REQUIREMENT 1 ::
In the essay on Isherwood's A Single Man below, how did George lose Jim?

──────────

Searching for books to include in an article about alternative Los Angeles novels, I sent out a call for suggestions of “adventurous,” “lesser-known,” “experimental” and or “weird” pieces of literature set in or somehow shaped by the city. Not until I’d piled up a few of those did a relatively well-known title occur to me which could head up and offer a “way in” to the list: Christopher Isherwood’s A Single Man. Despite having drawn currency from Tom Ford’s film adaptation last year, it rarely makes lists of L.A. or even Southern California novels. I suspect Isherwood’s English origins and the book’s status as a work of gay literature (because it couldn’t fall under two headings) have something to do with this, but to my mind, these make it exactly the novel-of-place to read. Seeing that place through a foreign cultural sensibility while flying under a separate literary radar altogether allow it to approach the place more obliquely — more interestingly, in other words.
Isherwood sets the novel in the Los Angeles of the early sixties, a Los Angeles he experienced and one I wish I could’ve. (At least I have internet videos.) Just as Isherwood taught at Los Angeles State College, his protagonist George teaches at the fictional San Tomas State College. Just as Isherwood drove almost all the way across town — if you, like me, use a semi-purist 25-mile-by-25-mile definition of town — from his coastal Santa Monica home to his fairly deep-inland school, George commutes with the Utopian of someone raised on European roads. (“It is one of the marvels and blessings of the Los Angeles freeway system that you can now get from the beach to San Tomas State College in fifty minutes, give or take.”) Isherwood preferred and George prefers the company of men, although, unlike Isherwood, George has lost Jim, the one man he especially prefers, to an auto wreck in distant Ohio.
Breakfast with Jim used to be one of the best times of their day. It was then, while they were drinking their second and third cups of coffee, that they had their best talks. They talked about everything that came into their heads — including death, of course, and is there survival, and if so, what exactly is it that survives. They even discussed the relative advantages and disadvantages of getting killed instantly and of knowing you’re about to die. But now George can’t for the life of him remember what Jim’s views were on this. Such questions a hard to take seriously. They seem so academic.
The novel covers just one day of George’s post-Jim existence. (Perhaps it covers the final day of his existence, period; Isherwood writes an ambiguous ending in which most readers seem to see an absolute, necessary finality that I don’t, quite.) I understand Southern California offered more permissiveness than did most of the United States and much of Europe back then, but stern whispers still float thick enough in the air to keep George — a white, 58-year-old, homeowning college professor, but nonetheless gay! — laboring under a burden of secrecy. He only tells his closest friends about Jim’s death, letting everyone else think he moved back to live with his parents. To most of the bits of society that immediately surround him, George just looks like a culturally refined unmarried man who may or may not contemplate death a lot.

──────────

REQUIREMENT 2 ::
Pick out every line of the records below that contains the string "bush", and copy each one in full. Case counts.

[Extracted records]
──────────

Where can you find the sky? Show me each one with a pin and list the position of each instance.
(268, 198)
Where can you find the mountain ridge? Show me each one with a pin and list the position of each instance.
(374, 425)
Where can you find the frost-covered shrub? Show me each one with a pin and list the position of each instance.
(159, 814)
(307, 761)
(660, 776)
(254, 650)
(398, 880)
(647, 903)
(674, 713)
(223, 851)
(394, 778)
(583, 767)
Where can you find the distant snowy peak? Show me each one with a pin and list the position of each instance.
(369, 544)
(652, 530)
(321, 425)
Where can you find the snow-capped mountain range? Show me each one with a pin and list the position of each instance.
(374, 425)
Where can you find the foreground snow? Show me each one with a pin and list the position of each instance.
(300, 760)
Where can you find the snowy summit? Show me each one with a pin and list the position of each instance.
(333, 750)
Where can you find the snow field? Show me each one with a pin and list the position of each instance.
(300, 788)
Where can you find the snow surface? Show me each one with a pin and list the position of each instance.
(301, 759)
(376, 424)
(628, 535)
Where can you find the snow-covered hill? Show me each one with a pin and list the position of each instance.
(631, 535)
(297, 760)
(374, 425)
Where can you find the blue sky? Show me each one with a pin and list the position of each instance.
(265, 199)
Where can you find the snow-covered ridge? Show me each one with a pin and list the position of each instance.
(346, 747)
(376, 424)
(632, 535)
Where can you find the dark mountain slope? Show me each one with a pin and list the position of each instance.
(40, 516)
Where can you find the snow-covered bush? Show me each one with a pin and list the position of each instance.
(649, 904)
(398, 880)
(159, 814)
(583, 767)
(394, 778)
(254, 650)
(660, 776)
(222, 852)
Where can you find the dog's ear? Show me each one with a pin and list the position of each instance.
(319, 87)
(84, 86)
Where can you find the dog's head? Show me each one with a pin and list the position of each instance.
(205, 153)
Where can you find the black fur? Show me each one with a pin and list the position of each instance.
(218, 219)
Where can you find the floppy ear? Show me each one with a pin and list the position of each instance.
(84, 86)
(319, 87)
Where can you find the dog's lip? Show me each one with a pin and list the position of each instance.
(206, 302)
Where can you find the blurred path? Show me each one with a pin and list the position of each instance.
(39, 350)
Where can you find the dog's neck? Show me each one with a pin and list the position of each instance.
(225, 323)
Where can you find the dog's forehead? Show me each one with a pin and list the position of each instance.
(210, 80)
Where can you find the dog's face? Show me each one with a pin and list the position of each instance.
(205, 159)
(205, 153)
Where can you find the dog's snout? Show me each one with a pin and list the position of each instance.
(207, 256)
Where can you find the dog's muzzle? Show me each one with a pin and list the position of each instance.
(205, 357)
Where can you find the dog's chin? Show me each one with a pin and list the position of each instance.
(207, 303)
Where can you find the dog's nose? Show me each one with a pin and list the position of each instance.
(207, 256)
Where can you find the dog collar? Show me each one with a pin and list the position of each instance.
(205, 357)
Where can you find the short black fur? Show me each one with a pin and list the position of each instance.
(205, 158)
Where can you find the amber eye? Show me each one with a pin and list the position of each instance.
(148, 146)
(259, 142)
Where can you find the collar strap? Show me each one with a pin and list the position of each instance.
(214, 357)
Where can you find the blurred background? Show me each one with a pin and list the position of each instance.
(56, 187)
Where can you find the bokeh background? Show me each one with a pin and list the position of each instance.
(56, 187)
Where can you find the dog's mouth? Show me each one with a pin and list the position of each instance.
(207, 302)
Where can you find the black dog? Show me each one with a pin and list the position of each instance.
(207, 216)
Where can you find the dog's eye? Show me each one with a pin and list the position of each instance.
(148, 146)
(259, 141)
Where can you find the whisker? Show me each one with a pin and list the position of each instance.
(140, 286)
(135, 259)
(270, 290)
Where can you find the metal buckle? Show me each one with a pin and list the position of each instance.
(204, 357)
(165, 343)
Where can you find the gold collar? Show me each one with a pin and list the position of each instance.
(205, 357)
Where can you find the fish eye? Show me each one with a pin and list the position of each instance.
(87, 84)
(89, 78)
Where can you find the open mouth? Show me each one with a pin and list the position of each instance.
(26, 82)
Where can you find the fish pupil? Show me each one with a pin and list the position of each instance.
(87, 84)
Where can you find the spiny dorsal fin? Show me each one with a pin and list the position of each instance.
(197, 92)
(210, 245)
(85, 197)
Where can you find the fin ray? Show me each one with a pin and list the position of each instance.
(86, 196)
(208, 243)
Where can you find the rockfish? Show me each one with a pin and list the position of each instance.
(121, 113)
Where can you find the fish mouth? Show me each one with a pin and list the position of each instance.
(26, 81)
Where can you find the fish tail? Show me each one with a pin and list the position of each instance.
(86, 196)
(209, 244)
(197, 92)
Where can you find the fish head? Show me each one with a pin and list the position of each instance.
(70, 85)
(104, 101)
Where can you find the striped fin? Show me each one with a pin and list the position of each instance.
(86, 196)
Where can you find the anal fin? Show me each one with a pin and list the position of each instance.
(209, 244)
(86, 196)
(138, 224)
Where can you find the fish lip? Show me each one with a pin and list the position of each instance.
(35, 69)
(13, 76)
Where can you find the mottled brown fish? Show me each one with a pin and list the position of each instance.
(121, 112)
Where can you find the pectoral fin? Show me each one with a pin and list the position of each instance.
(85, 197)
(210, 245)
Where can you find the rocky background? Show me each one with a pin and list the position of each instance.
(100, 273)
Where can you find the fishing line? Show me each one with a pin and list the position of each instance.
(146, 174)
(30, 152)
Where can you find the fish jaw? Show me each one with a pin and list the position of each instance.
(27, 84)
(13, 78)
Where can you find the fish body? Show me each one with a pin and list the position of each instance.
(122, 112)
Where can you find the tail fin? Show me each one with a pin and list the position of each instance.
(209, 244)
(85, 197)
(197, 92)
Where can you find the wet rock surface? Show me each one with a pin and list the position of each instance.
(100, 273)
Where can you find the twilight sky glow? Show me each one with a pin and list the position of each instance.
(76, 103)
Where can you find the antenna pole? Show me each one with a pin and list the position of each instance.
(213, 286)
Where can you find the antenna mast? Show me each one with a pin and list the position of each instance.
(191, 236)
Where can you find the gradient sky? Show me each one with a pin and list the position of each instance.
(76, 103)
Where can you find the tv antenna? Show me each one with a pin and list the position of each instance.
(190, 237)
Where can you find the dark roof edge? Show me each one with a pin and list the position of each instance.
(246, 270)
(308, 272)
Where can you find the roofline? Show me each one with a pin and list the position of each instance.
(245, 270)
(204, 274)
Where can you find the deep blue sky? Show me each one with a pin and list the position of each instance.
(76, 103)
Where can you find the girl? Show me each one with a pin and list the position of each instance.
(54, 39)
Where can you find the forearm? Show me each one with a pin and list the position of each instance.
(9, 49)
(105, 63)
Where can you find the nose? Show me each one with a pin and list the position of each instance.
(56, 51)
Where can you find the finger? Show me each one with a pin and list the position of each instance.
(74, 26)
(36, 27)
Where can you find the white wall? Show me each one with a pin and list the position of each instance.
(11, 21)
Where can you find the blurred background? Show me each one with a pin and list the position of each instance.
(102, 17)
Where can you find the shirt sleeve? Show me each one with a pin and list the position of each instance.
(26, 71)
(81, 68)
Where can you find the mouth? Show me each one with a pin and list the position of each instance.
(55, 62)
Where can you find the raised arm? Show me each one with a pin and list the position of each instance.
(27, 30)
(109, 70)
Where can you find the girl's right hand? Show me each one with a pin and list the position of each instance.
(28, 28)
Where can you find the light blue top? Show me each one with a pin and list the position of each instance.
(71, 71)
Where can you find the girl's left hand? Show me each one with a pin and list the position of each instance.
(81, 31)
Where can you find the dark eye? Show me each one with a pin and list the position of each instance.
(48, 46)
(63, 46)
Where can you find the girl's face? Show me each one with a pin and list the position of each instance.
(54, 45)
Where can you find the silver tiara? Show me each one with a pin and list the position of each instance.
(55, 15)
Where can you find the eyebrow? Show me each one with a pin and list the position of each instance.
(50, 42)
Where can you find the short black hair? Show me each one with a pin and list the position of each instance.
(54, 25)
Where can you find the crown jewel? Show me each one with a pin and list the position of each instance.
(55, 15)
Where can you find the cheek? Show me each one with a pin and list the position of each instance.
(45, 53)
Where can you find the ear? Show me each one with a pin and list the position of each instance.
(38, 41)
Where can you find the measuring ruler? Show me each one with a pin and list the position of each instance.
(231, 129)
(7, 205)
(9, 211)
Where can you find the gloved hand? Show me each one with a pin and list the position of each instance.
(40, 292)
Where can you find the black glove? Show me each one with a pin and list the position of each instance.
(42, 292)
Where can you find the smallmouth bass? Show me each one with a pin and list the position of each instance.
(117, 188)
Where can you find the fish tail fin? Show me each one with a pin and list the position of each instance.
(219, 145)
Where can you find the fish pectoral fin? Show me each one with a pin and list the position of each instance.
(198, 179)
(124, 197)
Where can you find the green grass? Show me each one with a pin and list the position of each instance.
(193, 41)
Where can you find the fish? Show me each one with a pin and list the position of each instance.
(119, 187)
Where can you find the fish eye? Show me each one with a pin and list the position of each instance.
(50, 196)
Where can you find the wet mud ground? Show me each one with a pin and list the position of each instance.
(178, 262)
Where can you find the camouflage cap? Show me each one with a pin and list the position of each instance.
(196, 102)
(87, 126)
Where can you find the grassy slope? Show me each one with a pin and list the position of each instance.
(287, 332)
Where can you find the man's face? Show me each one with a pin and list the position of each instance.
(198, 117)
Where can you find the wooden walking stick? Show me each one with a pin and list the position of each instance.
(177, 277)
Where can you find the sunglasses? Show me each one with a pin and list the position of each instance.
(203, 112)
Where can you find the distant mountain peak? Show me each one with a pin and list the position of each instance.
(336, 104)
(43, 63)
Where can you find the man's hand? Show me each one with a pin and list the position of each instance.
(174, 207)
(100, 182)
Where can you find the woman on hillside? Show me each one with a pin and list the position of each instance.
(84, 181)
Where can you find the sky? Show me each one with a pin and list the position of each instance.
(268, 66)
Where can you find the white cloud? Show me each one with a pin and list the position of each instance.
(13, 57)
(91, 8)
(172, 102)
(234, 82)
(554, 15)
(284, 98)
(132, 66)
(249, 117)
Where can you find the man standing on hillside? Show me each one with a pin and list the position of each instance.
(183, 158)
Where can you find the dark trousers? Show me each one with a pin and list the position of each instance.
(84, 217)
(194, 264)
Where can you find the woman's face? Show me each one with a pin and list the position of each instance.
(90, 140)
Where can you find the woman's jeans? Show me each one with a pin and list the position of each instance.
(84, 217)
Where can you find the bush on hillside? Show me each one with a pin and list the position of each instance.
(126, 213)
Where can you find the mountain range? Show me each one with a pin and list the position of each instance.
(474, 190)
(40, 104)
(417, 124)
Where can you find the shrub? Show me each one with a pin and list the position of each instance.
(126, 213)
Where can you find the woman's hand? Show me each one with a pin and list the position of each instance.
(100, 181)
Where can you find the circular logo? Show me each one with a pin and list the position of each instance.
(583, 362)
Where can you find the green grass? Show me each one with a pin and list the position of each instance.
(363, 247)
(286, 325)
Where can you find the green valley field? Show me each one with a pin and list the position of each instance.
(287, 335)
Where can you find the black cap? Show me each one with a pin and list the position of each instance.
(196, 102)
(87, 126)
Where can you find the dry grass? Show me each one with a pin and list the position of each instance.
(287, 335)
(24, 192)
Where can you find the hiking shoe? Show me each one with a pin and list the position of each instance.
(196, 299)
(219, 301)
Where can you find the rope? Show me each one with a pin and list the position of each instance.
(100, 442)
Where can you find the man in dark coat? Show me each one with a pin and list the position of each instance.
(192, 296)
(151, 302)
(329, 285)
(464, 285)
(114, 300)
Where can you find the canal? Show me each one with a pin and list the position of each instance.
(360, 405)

──────────

ANSWER 1 ::
Jim died in an auto wreck in Ohio.

ANSWER 2 ::
Where can you find the snow-covered bush? Show me each one with a pin and list the position of each instance.
Where can you find the bush on hillside? Show me each one with a pin and list the position of each instance.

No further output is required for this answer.